» **Extract**
• • • •

First-principles study of the structural transformation, electronic structure, and optical properties of crystalline 2,6-diamino-3,5-dinitropyrazine-1-oxide under high pressure.

Periodic first-principles calculations have been performed to study the effect of high pressure on the geometric, electronic, and absorption properties of 2,6-diamino-3,5-dinitropyrazine-1-oxide (LLM-105) under hydrostatic pressures of 0-50 GPa. Obvious irregular changes in lattice constants, unit-cell angles, bond lengths, bond angles, and band gaps showed that crystalline LLM-105 undergoes four structural transformations at 8, 17, 25, and 42 GPa, respectively. The intramolecular H-bonds were strong at pressures of 0-41 GPa but weakened in the range 42-50 GPa. The lengths of the intermolecular H-bonds (<1.47 Å) indicated that these H-bonds have covalent character and tend to induce the formation of a new twelve-membered ring. Analysis of the DOS showed that the interactions between electrons, especially the valence electrons, strengthen under the influence of pressure. The p states play a very important role in chemical reactions of LLM-105. The absorption spectrum of LLM-105 displayed more bands--as well as stronger bands--in the fundamental absorption region when the pressure was high rather than low. A new absorption peak due to O-H stretching appeared at 18.3 eV above 40 GPa, indicating that covalent O-H bonds and a new twelve-membered ring are present in LLM-105.

• • • •

» **Data listing**
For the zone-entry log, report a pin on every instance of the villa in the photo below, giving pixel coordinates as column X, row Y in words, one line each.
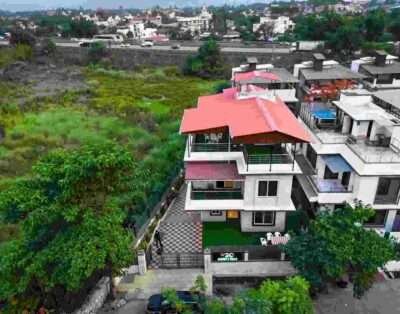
column 240, row 158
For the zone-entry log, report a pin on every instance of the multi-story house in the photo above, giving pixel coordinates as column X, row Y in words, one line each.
column 240, row 159
column 196, row 24
column 266, row 82
column 353, row 155
column 322, row 80
column 381, row 71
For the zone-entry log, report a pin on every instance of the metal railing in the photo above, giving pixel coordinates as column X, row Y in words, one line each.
column 269, row 159
column 214, row 147
column 232, row 194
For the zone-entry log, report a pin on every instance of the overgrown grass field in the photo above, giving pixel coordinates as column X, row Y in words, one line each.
column 139, row 110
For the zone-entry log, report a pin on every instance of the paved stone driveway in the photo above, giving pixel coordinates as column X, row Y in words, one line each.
column 181, row 231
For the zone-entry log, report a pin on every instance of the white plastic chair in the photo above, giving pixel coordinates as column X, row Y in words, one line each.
column 263, row 241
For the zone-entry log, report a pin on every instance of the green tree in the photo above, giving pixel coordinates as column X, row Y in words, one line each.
column 70, row 225
column 22, row 37
column 374, row 25
column 346, row 40
column 207, row 63
column 337, row 244
column 251, row 301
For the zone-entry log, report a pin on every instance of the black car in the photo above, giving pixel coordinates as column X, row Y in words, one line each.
column 157, row 304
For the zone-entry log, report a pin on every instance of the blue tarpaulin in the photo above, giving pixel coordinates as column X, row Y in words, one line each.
column 337, row 163
column 324, row 114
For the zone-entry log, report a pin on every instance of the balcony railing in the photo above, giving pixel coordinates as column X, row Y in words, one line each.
column 231, row 194
column 329, row 185
column 269, row 159
column 214, row 147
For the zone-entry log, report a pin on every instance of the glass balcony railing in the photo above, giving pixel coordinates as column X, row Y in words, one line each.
column 217, row 194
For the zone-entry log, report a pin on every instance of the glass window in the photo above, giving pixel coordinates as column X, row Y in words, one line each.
column 263, row 218
column 387, row 191
column 267, row 188
column 378, row 219
column 216, row 213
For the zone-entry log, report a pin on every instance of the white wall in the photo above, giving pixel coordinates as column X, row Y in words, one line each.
column 205, row 216
column 360, row 128
column 246, row 222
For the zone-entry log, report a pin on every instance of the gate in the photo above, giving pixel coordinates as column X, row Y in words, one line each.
column 182, row 260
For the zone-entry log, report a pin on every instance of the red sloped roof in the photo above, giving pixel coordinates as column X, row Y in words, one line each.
column 211, row 171
column 246, row 76
column 243, row 117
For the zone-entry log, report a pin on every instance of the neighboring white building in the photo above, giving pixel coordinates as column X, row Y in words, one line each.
column 382, row 71
column 200, row 23
column 281, row 24
column 353, row 155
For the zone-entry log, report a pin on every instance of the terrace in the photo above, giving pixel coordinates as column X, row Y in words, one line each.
column 267, row 154
column 322, row 120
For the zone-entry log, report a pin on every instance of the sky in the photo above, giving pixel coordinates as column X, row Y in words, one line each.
column 26, row 5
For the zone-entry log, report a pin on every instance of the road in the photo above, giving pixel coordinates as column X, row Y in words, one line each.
column 280, row 50
column 190, row 48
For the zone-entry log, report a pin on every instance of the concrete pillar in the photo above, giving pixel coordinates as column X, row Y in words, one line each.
column 282, row 256
column 390, row 220
column 207, row 261
column 346, row 124
column 142, row 262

• • • •

» **Questions on the material**
1. Reproduce the passage of the LLM-105 abstract between "First-principles study of" and "under high pressure.", inclusive.
2. According to the LLM-105 abstract, at what pressures does crystalline LLM-105 undergo its four structural transformations?

» **Solutions to the exercise**
1.
First-principles study of the structural transformation, electronic structure, and optical properties of crystalline 2,6-diamino-3,5-dinitropyrazine-1-oxide under high pressure.

2. At 8, 17, 25, and 42 GPa.